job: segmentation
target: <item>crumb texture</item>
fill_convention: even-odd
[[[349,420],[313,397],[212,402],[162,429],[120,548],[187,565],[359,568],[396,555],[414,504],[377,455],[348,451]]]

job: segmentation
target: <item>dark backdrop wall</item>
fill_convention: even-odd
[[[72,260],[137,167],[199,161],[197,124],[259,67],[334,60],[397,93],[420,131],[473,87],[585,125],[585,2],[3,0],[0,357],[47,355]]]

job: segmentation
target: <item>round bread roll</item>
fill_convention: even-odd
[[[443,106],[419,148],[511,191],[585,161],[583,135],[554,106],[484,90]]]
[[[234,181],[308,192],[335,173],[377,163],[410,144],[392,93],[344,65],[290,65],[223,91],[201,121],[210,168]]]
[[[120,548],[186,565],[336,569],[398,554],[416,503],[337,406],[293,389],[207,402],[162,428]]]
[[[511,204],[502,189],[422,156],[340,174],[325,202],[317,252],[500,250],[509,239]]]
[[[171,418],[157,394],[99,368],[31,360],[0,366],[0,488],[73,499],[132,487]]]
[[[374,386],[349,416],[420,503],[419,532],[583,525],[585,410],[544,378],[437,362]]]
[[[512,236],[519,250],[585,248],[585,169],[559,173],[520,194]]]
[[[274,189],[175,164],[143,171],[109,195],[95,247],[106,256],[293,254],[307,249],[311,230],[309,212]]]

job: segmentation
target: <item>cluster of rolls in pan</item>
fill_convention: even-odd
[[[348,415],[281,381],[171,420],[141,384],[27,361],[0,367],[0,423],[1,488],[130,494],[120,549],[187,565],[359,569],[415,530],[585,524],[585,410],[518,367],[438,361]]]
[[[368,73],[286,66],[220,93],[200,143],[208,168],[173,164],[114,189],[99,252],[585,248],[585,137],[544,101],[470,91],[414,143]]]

○ ○ ○ ○ ○ ○ ○

Problem description
Reproduce every line above that contains the string "target".

Written answer
target: <item>crumb texture</item>
target: <item>dark backdrop wall</item>
target: <item>round bread roll</item>
target: <item>cluster of rolls in pan</item>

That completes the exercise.